Text shown:
--------------------------------------------------

\label{sec:theoretical_analysis}
In this section, we analyze the theoretical limitations of applying standard Gaussian diffusion directly to simplex-constrained data (e.g., One-Hot labels). We verify two hypotheses corresponding to common baselines: first, that unconstrained Gaussian diffusion leads to a systematic boundary bias due to support mismatch; second, that strictly enforcing constraints step-wise renders the training objective intractable.

\subsection{Bias from Probability Leakage and Rectification}

\begin{proposition}
\label{prop:bias}
Standard DDPM defines the reverse process posterior as an unconstrained Gaussian distribution supported on $\mathbb{R}^C$. However, valid One-Hot data lies strictly on the simplex boundary. We show that the Gaussian assumption inherently allocates probability mass to invalid regions (\textit{Probability Leakage}), leading to a systematic bias when the unconstrained mean is used to estimate valid data.

--------------------------------------------------

Short problem 1:
In the section on applying Gaussian diffusion to simplex-constrained data, what term is given to the Gaussian assumption's allocation of probability mass to invalid regions?

[Records from a data source]

--------------------------------------------------

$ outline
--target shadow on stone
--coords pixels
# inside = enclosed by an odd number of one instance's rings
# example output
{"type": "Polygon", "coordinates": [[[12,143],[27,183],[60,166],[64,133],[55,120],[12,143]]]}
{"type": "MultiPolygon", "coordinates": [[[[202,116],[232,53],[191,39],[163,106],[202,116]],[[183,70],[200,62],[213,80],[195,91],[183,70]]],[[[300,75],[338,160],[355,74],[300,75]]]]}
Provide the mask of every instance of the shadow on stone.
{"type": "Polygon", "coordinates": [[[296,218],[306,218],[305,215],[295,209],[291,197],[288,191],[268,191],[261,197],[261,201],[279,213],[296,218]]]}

--------------------------------------------------

Short problem 2:
Rewrite the entries with every occurrence of "shadow on stone" replaced by "shadow cast on stone", keeping everything else the same.

Task response 1:
Probability Leakage.

Task response 2:
$ outline
--target shadow cast on stone
--coords pixels
# inside = enclosed by an odd number of one instance's rings
# example output
{"type": "Polygon", "coordinates": [[[12,143],[27,183],[60,166],[64,133],[55,120],[12,143]]]}
{"type": "MultiPolygon", "coordinates": [[[[202,116],[232,53],[191,39],[163,106],[202,116]],[[183,70],[200,62],[213,80],[195,91],[183,70]]],[[[300,75],[338,160],[355,74],[300,75]]]]}
Provide the mask of every instance of the shadow cast on stone.
{"type": "Polygon", "coordinates": [[[296,218],[306,218],[305,215],[295,209],[291,197],[288,191],[268,191],[261,197],[261,201],[279,213],[296,218]]]}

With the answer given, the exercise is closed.